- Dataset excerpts
○ ○ ○ ○ ○ ○ ○

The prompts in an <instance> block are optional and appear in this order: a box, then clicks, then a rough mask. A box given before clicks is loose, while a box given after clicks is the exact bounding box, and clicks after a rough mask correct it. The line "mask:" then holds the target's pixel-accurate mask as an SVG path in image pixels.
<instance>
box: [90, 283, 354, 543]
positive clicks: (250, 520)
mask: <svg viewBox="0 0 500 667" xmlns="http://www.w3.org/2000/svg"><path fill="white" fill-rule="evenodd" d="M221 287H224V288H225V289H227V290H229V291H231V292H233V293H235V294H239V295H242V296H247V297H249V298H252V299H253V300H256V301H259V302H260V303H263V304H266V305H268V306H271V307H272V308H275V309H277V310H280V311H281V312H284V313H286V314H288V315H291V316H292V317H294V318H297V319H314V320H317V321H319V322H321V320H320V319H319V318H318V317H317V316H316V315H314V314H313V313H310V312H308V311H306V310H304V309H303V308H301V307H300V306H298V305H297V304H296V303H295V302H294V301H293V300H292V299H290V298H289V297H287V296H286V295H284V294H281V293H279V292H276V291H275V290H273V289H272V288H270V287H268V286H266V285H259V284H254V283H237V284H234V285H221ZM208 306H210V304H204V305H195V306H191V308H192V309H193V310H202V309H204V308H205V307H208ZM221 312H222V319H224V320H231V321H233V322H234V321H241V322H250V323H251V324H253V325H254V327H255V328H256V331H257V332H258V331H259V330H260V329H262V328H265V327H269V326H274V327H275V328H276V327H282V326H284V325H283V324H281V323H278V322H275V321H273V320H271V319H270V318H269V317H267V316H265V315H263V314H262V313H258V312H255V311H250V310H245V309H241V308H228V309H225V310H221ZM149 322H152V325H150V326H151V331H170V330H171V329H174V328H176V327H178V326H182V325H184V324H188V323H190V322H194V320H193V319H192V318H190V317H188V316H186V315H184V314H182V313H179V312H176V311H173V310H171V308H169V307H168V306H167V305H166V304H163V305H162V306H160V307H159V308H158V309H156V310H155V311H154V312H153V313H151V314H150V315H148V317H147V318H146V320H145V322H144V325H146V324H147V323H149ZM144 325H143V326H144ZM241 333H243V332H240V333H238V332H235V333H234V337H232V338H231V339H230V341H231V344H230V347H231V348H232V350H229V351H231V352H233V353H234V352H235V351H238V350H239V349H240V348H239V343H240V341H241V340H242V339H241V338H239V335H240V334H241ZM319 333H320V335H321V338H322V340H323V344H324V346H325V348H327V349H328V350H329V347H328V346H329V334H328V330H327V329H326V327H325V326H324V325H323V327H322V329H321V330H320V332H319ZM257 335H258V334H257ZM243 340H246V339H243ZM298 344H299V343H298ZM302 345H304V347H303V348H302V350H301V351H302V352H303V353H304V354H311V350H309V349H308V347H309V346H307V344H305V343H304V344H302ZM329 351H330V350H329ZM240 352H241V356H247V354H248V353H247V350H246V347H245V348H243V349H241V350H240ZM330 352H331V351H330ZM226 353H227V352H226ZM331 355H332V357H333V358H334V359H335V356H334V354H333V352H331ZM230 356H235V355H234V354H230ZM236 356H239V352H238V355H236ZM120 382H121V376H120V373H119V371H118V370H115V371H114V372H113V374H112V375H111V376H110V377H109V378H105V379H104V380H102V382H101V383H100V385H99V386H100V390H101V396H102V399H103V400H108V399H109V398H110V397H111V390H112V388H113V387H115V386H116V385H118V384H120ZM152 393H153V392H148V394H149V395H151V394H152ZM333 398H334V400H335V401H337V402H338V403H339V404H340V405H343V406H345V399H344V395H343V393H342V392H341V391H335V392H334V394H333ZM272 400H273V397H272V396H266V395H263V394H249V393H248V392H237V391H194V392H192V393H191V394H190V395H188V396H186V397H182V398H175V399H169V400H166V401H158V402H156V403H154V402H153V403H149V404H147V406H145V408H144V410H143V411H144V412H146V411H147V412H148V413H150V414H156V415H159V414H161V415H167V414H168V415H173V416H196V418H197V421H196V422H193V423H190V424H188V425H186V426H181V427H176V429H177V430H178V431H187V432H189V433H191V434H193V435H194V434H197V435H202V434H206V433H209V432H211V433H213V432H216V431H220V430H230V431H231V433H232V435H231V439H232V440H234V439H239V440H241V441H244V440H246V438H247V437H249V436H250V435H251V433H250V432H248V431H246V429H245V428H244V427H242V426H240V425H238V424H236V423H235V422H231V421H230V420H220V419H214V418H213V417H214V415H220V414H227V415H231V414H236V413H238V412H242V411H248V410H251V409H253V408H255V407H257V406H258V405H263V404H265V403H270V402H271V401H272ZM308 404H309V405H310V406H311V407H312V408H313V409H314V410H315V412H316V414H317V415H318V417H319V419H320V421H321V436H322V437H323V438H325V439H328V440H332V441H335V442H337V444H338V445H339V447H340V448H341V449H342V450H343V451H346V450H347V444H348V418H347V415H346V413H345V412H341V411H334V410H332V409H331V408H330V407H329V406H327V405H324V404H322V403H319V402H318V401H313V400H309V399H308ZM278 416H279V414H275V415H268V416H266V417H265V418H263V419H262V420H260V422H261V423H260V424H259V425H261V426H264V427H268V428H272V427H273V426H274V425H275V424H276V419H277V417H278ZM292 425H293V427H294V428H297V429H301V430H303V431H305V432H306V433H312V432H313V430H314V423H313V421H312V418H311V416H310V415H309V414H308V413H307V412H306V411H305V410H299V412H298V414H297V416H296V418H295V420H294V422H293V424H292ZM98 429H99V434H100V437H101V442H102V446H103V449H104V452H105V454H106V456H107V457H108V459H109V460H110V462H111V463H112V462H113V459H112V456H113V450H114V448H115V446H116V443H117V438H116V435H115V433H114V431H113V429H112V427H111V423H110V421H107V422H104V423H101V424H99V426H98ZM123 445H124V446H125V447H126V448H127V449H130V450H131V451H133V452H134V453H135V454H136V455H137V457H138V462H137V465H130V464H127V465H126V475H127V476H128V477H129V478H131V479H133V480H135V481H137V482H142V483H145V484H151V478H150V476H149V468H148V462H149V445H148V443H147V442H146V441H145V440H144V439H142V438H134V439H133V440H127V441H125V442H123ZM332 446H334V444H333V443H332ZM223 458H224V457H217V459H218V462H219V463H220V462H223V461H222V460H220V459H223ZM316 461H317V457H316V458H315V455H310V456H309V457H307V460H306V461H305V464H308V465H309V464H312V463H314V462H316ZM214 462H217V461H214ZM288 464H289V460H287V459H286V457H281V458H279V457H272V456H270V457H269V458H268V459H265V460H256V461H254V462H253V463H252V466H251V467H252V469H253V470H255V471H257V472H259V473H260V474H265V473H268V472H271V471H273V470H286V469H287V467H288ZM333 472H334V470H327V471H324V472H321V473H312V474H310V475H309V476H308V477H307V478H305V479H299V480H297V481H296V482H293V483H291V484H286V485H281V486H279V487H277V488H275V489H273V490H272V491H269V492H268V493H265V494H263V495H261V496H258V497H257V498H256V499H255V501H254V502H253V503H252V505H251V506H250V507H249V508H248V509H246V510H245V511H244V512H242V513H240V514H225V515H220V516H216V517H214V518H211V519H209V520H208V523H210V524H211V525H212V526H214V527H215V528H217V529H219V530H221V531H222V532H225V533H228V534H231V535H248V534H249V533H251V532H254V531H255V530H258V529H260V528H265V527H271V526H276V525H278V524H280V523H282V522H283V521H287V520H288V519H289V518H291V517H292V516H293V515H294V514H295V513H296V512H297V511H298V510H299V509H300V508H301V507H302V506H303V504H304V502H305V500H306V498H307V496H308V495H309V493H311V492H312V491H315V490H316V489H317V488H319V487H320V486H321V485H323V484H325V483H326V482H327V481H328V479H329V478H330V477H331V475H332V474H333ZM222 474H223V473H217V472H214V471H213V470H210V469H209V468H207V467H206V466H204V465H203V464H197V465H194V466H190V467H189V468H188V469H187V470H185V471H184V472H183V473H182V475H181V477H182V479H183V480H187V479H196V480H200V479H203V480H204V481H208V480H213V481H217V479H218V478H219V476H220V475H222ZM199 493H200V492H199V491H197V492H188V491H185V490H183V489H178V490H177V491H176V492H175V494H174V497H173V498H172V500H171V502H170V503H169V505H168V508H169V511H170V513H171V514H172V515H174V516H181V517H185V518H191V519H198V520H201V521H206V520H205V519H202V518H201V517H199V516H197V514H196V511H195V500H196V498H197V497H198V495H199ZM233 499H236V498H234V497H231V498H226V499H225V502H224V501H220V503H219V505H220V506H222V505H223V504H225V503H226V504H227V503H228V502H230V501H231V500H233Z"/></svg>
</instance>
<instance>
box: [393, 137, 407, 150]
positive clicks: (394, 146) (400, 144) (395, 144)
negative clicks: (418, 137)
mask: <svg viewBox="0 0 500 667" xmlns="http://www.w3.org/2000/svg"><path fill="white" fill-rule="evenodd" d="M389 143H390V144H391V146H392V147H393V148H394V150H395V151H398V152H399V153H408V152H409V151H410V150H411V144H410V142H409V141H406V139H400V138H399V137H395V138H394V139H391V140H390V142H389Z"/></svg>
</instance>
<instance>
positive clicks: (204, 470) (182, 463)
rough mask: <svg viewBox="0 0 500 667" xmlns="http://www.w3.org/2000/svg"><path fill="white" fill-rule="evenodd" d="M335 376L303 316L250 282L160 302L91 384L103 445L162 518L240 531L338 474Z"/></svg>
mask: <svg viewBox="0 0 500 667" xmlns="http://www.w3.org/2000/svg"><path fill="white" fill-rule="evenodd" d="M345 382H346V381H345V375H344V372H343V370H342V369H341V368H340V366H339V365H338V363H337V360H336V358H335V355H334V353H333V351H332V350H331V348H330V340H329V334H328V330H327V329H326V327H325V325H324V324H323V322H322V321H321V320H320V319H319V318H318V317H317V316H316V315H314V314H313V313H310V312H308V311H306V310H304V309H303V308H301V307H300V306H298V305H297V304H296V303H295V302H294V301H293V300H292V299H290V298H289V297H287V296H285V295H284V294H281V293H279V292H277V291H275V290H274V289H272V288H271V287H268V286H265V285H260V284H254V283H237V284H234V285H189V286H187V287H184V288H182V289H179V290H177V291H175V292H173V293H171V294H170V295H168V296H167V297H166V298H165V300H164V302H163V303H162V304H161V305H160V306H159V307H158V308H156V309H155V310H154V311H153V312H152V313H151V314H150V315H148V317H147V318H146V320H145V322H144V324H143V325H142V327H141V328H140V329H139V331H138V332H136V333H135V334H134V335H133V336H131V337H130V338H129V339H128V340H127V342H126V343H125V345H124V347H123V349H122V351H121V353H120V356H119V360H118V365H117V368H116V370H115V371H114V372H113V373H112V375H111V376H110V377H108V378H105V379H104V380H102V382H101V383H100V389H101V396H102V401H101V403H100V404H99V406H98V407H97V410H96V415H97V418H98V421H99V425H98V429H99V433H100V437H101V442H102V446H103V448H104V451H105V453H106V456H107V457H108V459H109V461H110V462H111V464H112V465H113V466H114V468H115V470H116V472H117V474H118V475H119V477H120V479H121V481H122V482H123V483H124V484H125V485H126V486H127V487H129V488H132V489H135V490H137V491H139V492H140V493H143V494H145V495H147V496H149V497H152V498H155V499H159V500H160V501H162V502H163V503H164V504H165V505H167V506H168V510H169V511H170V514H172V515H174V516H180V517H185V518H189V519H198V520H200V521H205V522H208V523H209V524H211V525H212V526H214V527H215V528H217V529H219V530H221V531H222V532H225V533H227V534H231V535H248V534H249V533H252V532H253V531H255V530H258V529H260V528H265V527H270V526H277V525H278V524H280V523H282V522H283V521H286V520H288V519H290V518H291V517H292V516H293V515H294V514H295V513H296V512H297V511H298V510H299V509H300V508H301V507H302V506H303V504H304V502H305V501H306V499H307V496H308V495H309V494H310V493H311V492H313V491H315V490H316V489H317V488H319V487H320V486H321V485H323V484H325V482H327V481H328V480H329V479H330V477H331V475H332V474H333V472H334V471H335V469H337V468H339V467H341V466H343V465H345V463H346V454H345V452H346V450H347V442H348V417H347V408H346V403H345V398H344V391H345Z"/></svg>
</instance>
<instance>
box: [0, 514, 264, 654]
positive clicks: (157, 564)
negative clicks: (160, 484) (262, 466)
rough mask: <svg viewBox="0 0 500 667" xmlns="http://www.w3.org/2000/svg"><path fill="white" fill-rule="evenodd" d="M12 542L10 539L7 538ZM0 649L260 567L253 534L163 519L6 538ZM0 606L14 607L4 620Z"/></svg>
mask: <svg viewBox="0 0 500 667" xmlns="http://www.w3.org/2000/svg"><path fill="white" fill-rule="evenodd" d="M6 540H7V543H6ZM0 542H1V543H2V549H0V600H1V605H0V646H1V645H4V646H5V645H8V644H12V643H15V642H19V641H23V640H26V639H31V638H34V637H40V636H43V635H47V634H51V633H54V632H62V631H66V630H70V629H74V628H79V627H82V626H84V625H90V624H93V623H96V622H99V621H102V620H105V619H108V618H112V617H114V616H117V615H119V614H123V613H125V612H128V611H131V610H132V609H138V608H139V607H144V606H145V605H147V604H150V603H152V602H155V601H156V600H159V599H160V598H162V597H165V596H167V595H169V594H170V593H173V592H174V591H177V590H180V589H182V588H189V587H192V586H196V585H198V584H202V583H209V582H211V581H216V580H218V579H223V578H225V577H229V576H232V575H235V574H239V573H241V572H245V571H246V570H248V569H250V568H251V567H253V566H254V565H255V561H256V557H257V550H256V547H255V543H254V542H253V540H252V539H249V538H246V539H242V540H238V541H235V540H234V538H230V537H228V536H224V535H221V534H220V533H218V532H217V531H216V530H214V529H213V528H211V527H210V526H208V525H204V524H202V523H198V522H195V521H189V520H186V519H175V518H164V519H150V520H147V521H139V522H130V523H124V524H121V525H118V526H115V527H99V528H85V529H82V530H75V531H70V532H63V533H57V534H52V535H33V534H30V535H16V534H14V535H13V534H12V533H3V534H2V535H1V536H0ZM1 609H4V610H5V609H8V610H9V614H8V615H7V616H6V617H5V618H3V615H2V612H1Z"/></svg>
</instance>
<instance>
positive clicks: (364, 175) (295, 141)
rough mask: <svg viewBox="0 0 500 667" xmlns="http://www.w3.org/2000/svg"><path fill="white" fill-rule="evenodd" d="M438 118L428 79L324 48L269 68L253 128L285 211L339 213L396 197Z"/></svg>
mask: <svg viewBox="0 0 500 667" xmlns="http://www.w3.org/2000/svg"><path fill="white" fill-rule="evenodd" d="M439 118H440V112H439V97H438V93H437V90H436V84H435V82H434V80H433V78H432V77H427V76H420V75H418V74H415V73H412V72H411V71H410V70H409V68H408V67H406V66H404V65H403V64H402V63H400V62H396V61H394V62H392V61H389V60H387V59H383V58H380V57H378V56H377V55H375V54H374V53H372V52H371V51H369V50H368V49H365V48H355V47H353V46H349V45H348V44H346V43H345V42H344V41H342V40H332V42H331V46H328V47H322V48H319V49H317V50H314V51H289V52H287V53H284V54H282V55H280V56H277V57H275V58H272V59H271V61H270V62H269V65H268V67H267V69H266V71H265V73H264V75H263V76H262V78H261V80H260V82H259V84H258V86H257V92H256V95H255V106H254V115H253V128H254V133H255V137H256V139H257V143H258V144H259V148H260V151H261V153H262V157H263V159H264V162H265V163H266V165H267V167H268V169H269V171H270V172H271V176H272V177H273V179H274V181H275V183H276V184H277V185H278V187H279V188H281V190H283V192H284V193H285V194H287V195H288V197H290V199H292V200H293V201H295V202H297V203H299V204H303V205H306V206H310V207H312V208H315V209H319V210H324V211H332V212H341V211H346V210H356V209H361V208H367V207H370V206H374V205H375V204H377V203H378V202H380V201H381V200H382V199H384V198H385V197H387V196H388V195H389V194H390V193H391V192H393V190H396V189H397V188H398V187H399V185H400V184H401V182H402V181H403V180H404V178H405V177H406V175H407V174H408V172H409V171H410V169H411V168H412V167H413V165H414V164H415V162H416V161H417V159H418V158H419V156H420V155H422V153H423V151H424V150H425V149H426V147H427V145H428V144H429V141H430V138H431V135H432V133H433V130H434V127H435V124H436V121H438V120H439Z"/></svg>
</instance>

○ ○ ○ ○ ○ ○ ○

- TO DO
Give back exactly the lines from the first line of the records through the line holding "box: [90, 283, 354, 543]", including both of those lines and leaving out all others.

- WRITTEN SOLUTION
The prompts in an <instance> block are optional and appear in this order: a box, then clicks, then a rough mask. A box given before clicks is loose, while a box given after clicks is the exact bounding box, and clicks after a rough mask correct it. The line "mask:" then holds the target's pixel-accurate mask as an SVG path in image pixels.
<instance>
box: [90, 283, 354, 543]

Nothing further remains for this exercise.